Fragmento propuesto ::
Lo anterior tiene varias secuelas importantes. La primera, que a nadie se le puede legítimamente castigar en Derecho por ser mala persona, a tenor del juicio social o de la moral social, sino por conducirse indebidamente. Lo contrario supondría la más radical negación de la esencial autonomía moral de los ciudadanos. Podemos rechazar todos o la mayoría la creencia moral del que aprueba la tortura de los de estatura baja y podremos aplicarle las peculiares sanciones morales, como cierto rechazo social, como la crítica, como cualquier manera informal y no ilícita de desaprobación; pero nada más. Si por pensar diferente del grupo y muy autónomamente lo penamos, el Derecho penal se torna en autoritario garante de un único pensamiento, el pensamiento del grupo; o de los que mandan en el grupo. Se acabarían, entonces, aquellas primeras libertades individuales y sería el ocaso del individuo autónomo como eje de nuestros sistemas políticos y jurídicos.

La segunda secuela tiene que ver con un problema de solución más difícil. ¿Qué sucede si ése que cree en la moralidad de la tortura no tortura jamás, pero públicamente manifiesta esa su convicción? Si la expresión de ideas morales personales pero socialmente heterodoxas o malsonantes es objeto de castigo penal, acortamos tremendamente la autonomía moral de las personas. Yo puedo pensar cualquier cosa, pues mi pensamiento es mío y nadie lo conoce si no lo expreso y no lo traduzco en obras con él consecuentes, pero eso que pienso no puedo llevarlo a la práctica ni tampoco decirlo. A los efectos, la situación es exactamente la misma que si la libertad de pensamiento no existiera, que si no se dejara espacio para la autonomía moral. En la más férrea tiranía, allí donde toda discrepancia y toda heterodoxia se reprimen con violencia, cualquiera podrá para sus adentros opinar o creer cualquier cosa. El fuero interno es socialmente irreprimible, precisamente porque es interno. En tiempos de la Inquisición habría más de uno que creyera que todo el entramado jurídico-social y religioso era injusto y absurdo, pero no podía decirlo sin verse ante aquellos jueces y exponerse al castigo. Así como las razones para no poder hacer cada uno lo que quiera son razones elementales de convivencia y de mantenimiento del más elemental orden social, las razones para reprimir la mera expresión de las convicciones y opiniones personales no son de ese tipo y nada más que pueden explicarse como vía para cercenar la autonomía personal y para elevar la moral colectivamente dominante a moral única e indiscutible. Eso se llama autoritarismo, como mínimo y sin vuelta de hoja.

Problema breve A ::
Enumere todas las líneas de las filas que aparecen a continuación que contengan la palabra "street", copiando cada una íntegramente.

Entradas enumeradas ::
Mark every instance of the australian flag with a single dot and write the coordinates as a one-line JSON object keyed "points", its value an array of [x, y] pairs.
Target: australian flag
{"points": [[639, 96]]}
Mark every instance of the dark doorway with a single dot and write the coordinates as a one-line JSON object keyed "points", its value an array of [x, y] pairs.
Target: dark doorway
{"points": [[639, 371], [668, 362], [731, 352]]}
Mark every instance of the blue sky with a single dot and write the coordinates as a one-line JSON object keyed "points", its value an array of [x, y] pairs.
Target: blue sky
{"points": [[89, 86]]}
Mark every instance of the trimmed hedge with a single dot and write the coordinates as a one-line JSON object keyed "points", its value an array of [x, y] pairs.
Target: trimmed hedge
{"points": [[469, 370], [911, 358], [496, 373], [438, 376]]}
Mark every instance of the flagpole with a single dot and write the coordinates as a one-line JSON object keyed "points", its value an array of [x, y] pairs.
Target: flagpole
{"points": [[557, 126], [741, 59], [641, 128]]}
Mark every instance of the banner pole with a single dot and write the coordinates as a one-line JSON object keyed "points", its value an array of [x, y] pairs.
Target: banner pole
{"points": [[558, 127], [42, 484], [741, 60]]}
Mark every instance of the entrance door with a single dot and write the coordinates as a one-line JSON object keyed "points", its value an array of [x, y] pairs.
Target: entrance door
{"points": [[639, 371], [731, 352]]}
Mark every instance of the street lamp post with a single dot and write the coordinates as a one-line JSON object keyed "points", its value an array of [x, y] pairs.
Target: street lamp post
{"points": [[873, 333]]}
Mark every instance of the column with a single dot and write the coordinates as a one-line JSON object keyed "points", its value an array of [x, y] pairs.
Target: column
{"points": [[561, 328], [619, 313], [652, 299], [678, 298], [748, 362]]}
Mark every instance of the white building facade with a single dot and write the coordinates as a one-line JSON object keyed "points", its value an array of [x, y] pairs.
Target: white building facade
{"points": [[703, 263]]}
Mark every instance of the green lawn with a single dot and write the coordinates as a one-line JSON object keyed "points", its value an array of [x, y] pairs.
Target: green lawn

Problema breve B ::
Escriba la continuación del fragmento sobre el Derecho penal y la autonomía moral, comenzando después de su última oración.

Resultado final A ::
Mark every instance of the street lamp post with a single dot and write the coordinates as a one-line JSON object keyed "points", its value an array of [x, y] pairs.
Target: street lamp post

Resultado final B ::
Cierto que el Derecho puede y debe considerar también las expresiones que inciten al delito de una manera u otra, sea llamando a cometerlo, sea alegrándose de sus consecuencias con el propósito de que esas consecuencias se multipliquen, de que los delitos sean más. Pero aquí o hilamos muy fino o llegamos de nuevo a la negación de la autonomía moral más básica. No es lo mismo que alguien púbicamente llame a matar a todos los X o que diga que los X son malas personas o son injustos. No es lo mismo que alguien anuncie que da una recompensa al que les ponga una bomba a los del pueblo de al lado o que manifieste que le dan poca pena los muertos por una bomba en el pueblo de al lado. Podremos en este segundo caso decir de tal sujeto que es un salvaje o un desalmado o una mala bestia o una pésima persona. Pero imponerle una pena ya es harina de otro costal. Y, por otra parte, para la salvaguarda del honor de las víctimas del delito existen también instrumentos no penales de protección del honor, que rectamente usados tienen su buena función y su sentido.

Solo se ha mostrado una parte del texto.